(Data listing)
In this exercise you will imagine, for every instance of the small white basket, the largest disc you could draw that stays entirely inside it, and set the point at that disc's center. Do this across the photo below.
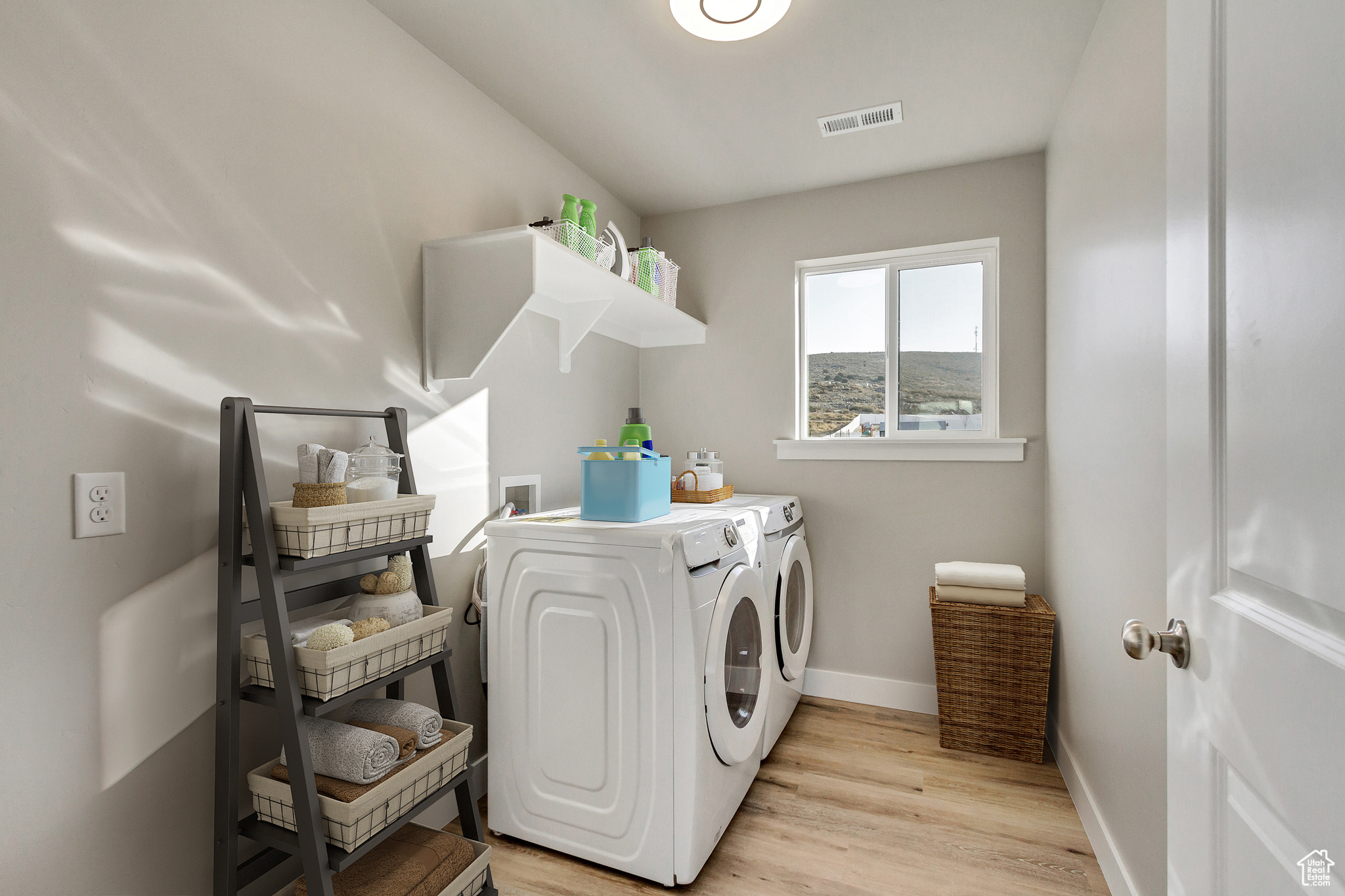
(319, 532)
(330, 673)
(349, 825)
(599, 250)
(654, 274)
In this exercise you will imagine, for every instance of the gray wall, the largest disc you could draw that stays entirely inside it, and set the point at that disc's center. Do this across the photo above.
(876, 528)
(1105, 408)
(206, 200)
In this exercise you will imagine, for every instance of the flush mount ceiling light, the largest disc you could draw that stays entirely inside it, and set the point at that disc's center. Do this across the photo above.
(728, 19)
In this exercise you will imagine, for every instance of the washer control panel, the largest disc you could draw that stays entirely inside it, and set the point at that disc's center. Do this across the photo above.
(711, 542)
(783, 515)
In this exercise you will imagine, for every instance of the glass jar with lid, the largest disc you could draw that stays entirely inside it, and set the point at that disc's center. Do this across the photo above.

| What to do |
Reproduce only the lines running from the one that contains "of the gray" to the last line of the records.

| Response |
In this exercise you will imagine, for every instance of the gray wall, the largest disc you could draw that stays entirely inside it, and set the point at that disc's center. Do this across the photo above.
(876, 528)
(1105, 408)
(206, 200)
In this exercise you will imagine, for every instance of the flush mount ceiling light, the largest disc you could draw that stays entirely inside it, and set the point at that disc's center. Do this across the photo above.
(728, 19)
In this exercise you will imagine, for every instance of the washer control panel, the largest disc you could draw that stays entirely inside it, and set the point at that disc's center. Do this across the photo above.
(711, 542)
(783, 515)
In this exercise you will imagine, for every instance of the glass jar with lid, the largest disc you could draw that stays entirely inside it, and set the point at that disc's center. Do this across the photo above.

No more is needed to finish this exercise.